DIRECTION:
Reproduce the rows below without any changes, starting at the line that has "the front bumper" and stopping after the line that has "630;56;1270;251".

(Rows of box annotation data)

"""

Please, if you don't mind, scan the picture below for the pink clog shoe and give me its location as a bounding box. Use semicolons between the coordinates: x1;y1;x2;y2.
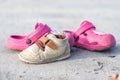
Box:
66;21;116;51
6;23;51;50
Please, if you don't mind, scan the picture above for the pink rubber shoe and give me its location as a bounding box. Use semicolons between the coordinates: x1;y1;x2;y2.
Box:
6;23;51;50
66;21;116;51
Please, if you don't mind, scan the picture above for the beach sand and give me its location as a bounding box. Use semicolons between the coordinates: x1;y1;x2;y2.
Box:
0;0;120;80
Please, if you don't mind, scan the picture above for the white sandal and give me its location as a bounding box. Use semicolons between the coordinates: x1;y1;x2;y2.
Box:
18;34;70;63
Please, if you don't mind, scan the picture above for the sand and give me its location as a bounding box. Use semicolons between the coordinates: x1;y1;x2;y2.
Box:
0;0;120;80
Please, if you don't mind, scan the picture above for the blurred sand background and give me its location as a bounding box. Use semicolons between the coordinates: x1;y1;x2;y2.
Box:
0;0;120;80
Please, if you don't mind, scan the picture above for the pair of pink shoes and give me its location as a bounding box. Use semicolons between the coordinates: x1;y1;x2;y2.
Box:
6;21;116;51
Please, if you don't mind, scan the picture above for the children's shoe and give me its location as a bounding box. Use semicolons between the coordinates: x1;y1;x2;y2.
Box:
108;74;120;80
6;23;51;50
64;21;116;51
18;34;70;63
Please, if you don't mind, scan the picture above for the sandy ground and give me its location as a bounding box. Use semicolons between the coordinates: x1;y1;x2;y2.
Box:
0;0;120;80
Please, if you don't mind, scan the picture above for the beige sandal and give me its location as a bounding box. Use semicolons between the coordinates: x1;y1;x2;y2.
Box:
18;34;70;63
109;74;120;80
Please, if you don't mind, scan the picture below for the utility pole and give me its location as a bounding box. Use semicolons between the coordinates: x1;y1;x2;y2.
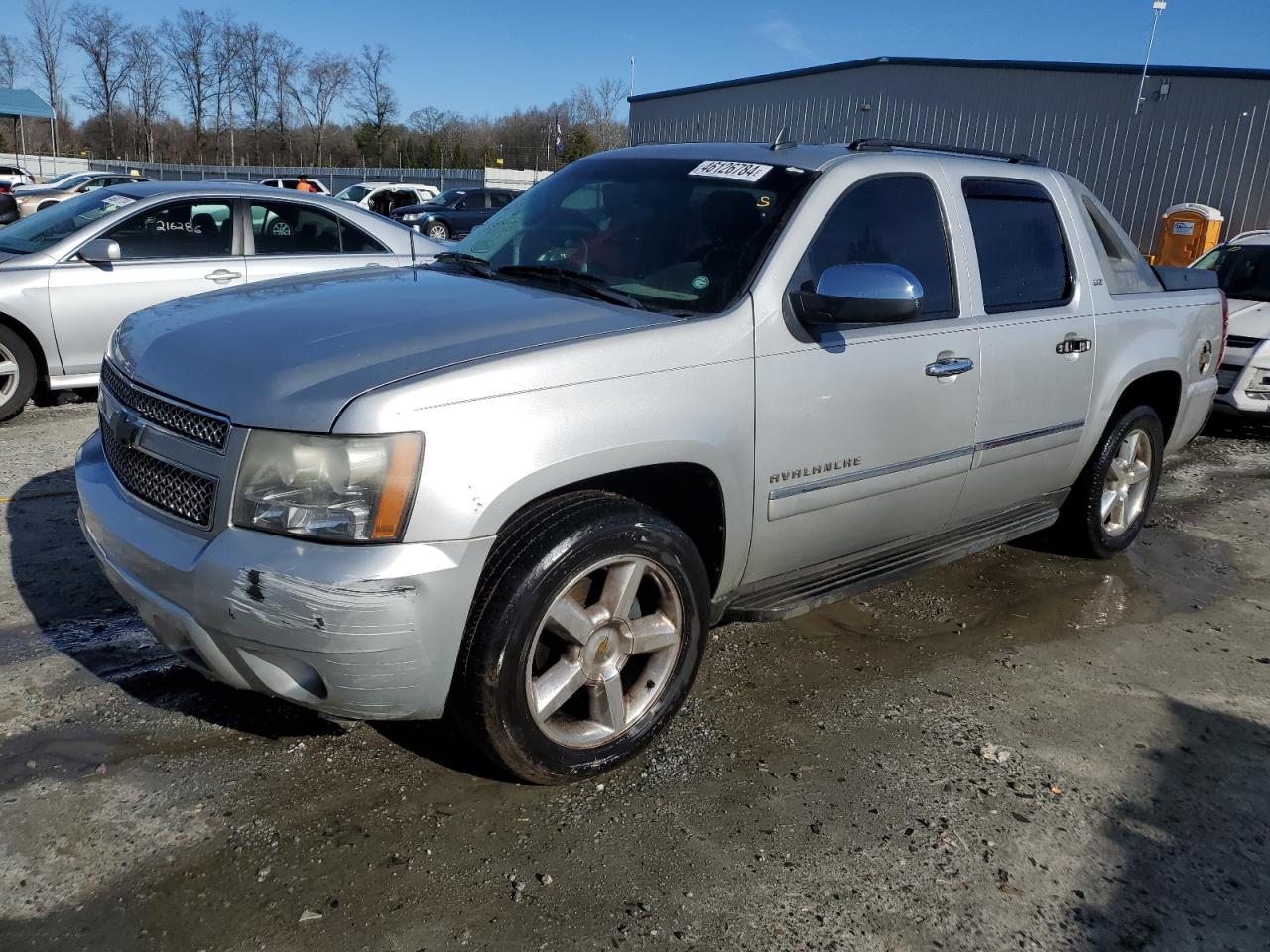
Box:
1133;0;1169;115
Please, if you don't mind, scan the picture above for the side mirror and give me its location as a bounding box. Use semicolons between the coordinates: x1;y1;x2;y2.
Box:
790;263;924;326
80;239;123;264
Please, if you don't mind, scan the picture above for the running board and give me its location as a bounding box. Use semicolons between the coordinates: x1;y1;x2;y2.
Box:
722;493;1066;622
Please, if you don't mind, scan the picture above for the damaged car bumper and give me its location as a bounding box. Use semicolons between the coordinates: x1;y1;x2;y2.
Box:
75;434;494;720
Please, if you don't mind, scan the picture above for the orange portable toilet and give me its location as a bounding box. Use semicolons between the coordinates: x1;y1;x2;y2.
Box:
1153;202;1225;268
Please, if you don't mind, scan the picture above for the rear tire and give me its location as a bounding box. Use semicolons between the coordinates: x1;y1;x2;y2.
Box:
447;491;710;784
1056;405;1165;558
0;326;37;422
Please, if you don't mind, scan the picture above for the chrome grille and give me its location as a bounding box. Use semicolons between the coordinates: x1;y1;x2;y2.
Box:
1225;334;1261;350
101;361;230;450
99;417;216;527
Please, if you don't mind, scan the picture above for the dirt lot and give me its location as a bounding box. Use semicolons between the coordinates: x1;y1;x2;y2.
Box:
0;405;1270;952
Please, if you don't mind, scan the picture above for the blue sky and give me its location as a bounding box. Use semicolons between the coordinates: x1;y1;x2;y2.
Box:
24;0;1270;115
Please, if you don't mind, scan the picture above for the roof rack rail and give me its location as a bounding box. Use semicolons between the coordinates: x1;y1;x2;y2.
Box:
847;139;1040;165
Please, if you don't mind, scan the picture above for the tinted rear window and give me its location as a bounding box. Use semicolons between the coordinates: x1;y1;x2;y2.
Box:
961;178;1072;313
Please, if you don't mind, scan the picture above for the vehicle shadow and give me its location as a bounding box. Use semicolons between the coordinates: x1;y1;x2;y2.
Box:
4;467;340;739
1075;701;1270;949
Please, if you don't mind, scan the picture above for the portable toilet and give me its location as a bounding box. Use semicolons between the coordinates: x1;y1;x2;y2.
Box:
1153;202;1225;268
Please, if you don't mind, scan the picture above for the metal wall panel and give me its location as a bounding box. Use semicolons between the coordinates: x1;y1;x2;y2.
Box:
630;63;1270;251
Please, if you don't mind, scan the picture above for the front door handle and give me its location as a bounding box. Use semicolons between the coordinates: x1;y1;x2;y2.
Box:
1054;337;1093;354
926;357;974;377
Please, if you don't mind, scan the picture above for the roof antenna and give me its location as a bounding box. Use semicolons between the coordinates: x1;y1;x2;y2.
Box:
771;126;798;153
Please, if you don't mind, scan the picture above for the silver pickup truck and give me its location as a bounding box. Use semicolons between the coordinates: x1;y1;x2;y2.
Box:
76;140;1224;783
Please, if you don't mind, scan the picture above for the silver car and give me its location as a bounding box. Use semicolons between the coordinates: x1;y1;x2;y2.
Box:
0;181;439;420
13;172;150;218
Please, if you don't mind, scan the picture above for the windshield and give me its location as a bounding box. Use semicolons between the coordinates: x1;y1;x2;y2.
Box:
454;156;814;313
0;187;137;255
1189;243;1270;300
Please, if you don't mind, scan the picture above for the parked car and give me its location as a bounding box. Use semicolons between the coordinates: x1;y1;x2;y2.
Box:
393;187;520;241
0;181;439;420
76;141;1223;783
0;165;36;187
335;181;437;216
14;172;150;218
1192;231;1270;421
260;176;330;195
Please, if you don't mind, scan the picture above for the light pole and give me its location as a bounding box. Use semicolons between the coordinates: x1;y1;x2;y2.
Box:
1133;0;1169;115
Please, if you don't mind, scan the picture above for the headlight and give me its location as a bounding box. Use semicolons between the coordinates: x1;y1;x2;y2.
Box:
234;430;423;542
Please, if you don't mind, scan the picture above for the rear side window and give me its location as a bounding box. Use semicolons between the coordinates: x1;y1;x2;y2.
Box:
791;176;956;320
1079;193;1160;295
961;178;1072;313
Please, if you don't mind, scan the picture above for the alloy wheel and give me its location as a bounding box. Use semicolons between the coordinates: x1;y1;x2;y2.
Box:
1102;429;1152;538
525;556;684;748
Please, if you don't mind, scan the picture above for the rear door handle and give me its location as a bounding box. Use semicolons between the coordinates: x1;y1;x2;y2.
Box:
926;357;974;377
1054;337;1093;354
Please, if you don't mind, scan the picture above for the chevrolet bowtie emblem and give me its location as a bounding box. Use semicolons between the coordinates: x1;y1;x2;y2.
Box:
109;407;146;447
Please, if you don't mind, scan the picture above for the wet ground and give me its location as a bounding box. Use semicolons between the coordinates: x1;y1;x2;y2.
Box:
0;405;1270;952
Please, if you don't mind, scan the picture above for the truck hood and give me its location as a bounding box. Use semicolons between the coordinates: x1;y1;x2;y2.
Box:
110;268;675;432
1230;298;1270;340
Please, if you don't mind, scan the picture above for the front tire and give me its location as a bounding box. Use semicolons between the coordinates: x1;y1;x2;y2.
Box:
0;326;36;422
448;491;710;784
1057;405;1165;558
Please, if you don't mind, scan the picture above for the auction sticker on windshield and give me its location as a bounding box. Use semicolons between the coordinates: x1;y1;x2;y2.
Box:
689;159;772;181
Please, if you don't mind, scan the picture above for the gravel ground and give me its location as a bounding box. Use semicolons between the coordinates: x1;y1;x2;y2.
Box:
0;404;1270;952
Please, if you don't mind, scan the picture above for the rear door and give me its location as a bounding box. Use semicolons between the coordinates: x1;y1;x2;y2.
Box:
952;171;1094;520
49;198;246;375
245;198;400;281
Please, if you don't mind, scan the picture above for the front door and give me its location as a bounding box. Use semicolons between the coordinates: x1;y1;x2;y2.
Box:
745;171;979;581
49;199;246;375
953;171;1096;520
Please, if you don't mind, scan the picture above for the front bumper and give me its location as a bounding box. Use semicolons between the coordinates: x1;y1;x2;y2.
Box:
75;434;494;720
1212;341;1270;417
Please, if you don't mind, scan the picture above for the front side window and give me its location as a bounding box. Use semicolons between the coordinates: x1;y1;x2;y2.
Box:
790;176;956;320
1189;243;1270;300
961;178;1072;313
453;154;816;313
101;202;234;260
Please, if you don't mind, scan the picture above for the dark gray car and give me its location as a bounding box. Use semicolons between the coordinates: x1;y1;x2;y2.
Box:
393;187;520;241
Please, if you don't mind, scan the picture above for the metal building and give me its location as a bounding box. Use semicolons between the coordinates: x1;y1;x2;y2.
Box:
630;56;1270;251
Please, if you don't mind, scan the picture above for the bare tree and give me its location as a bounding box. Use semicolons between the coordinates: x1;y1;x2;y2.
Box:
569;78;626;150
127;28;172;163
291;52;353;165
160;10;216;162
69;4;132;159
268;36;301;163
0;33;22;89
210;10;239;165
27;0;66;127
353;44;398;165
234;23;277;164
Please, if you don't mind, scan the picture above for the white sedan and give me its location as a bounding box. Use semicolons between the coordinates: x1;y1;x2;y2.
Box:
0;181;441;420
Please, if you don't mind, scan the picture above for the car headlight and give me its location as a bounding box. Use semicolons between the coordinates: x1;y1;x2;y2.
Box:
234;430;423;542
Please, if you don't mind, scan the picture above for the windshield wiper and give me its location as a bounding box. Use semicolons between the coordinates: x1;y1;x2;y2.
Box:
498;264;649;311
432;251;498;278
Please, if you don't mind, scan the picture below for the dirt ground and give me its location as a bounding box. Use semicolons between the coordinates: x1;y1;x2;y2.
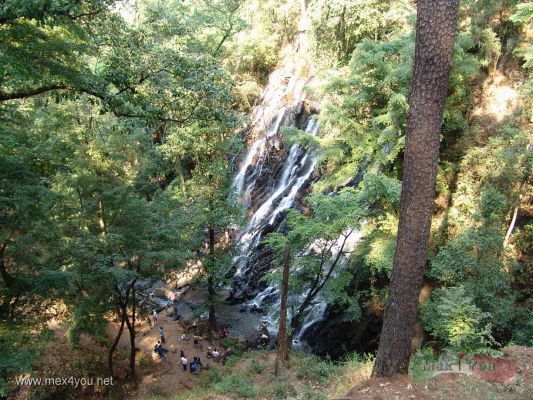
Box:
338;346;533;400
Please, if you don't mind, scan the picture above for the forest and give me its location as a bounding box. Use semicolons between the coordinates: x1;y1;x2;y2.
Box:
0;0;533;400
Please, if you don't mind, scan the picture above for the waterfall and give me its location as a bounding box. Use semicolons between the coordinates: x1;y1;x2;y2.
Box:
232;59;366;345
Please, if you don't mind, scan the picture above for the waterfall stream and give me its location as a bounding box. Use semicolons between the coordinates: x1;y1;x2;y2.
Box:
228;61;360;345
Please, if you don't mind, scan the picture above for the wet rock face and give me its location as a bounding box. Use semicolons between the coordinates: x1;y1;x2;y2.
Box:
245;102;318;215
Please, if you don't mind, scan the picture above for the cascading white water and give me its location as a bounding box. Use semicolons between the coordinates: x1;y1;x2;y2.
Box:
233;117;318;277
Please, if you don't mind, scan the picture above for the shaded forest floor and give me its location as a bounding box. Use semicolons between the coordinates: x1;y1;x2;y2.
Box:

"""

TASK OUTPUT:
Please, if you don't mind, scan the picture above for the front bumper and give me its location as a bounding box. Use semicolons between the coordinates: x1;y1;x2;y2.
Box:
75;434;494;720
1212;341;1270;417
Please, if you don't mind, scan the picture above for the front side window and give me its location as a bounding box. Use semicolons between the coordinates: x1;y1;x2;y2.
Box:
790;176;956;320
1189;243;1270;300
961;178;1072;313
453;154;816;313
101;202;234;260
Please, if you don't mind, scan the picture above for the dark gray car and give me its location as a bounding box. Use semicolons between the coordinates: x1;y1;x2;y2.
Box:
393;187;520;241
Please, if you don't mind, scan the picture above for the metal building and give me its location as a bounding box. Use semicolons between the coordinates: x1;y1;x2;y2.
Box:
630;56;1270;251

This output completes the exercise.